== Entries supplied ==
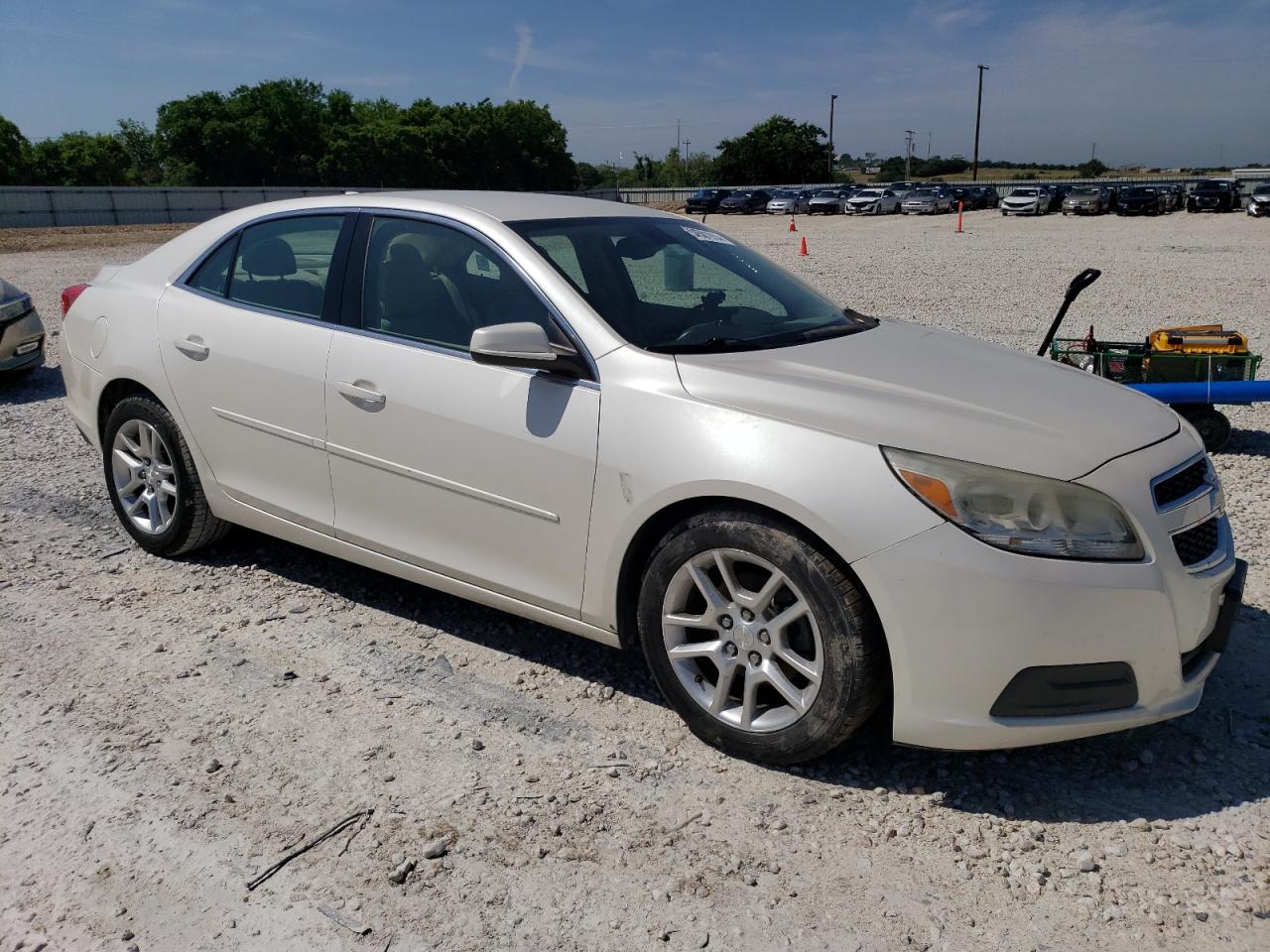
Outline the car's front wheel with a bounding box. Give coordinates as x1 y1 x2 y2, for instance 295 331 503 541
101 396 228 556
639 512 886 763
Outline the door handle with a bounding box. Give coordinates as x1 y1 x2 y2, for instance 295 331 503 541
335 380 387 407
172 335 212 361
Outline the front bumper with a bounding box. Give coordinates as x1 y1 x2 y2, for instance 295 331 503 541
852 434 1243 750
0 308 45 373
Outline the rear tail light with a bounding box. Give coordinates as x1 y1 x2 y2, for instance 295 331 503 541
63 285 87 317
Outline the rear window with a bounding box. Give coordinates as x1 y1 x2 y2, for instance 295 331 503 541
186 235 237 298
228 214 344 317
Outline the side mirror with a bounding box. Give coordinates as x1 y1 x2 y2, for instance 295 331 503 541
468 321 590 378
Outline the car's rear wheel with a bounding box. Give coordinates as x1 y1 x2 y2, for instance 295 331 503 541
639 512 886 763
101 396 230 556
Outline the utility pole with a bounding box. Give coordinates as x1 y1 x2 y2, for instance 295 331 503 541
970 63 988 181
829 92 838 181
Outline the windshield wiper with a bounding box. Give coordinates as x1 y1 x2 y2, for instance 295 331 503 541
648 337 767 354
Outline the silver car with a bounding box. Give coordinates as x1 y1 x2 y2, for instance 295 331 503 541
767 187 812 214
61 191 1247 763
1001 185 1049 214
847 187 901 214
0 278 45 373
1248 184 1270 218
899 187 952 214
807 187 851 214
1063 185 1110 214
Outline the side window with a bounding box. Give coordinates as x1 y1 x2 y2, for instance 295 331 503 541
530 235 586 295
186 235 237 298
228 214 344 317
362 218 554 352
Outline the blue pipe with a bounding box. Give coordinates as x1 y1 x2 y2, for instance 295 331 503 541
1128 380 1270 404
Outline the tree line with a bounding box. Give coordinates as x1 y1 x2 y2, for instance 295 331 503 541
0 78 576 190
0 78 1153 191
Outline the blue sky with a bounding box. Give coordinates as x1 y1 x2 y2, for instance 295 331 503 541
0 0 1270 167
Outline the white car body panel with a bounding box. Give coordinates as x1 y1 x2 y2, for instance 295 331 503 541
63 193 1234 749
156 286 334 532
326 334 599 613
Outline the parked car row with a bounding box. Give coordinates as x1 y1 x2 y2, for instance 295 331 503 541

== What needs to be done ==
Recast the lines of the records as a numbered list, from the line containing "Outline the side mirror" through the end of the records, both included. Omit any blank lines.

== Reply to the exercise ==
1. Outline the side mirror with a bounding box. Give coordinates as x1 y1 x2 y2, for instance 295 331 503 541
2. 468 321 590 378
3. Outline the car's rear wheel with a bounding box. Give coordinates as x1 y1 x2 y2, for instance 295 331 503 541
4. 639 512 886 763
5. 101 396 230 556
6. Outline the utility pole with a bounding box. Give coordinates as x1 y1 x2 y2, for instance 295 331 503 541
7. 970 63 988 181
8. 829 92 838 181
9. Outline the windshield wiper with a bounding box. Give coordinates as x1 y1 x2 y2, for instance 295 331 503 541
10. 648 337 767 354
11. Outline the silver car with a bounding box. Give coordinates as x1 y1 x2 y2, for instance 295 331 503 541
12. 767 187 812 214
13. 61 191 1247 763
14. 1001 185 1049 214
15. 847 187 901 214
16. 0 278 45 373
17. 1248 184 1270 218
18. 899 187 952 214
19. 807 187 851 214
20. 1063 185 1110 214
21. Outline the side window with a bounding box. Give coordinates as x1 y1 x2 y2, for instance 295 331 503 541
22. 530 235 586 295
23. 186 235 237 298
24. 228 214 344 317
25. 362 218 554 352
26. Outline the blue pipe with a bounding box. Give coordinates as x1 y1 x2 y2, for instance 295 331 503 541
27. 1128 380 1270 404
28. Outline the tree line with a bounding box. Give coordinates as x1 y1 x2 y2, for instance 295 331 503 541
29. 0 78 576 190
30. 0 78 1153 191
31. Outline the blue sky with a bounding box. Give coordinates as x1 y1 x2 y2, for instance 295 331 503 541
32. 0 0 1270 167
33. Outline the white car body panel with a bounding box. Give coordinates as x1 y1 x2 y2, for instance 295 331 503 541
34. 63 193 1234 749
35. 156 286 334 532
36. 326 334 599 613
37. Outline the parked car row with a bounding box. Give coordinates as x1 y1 x2 y2, for instance 295 331 503 541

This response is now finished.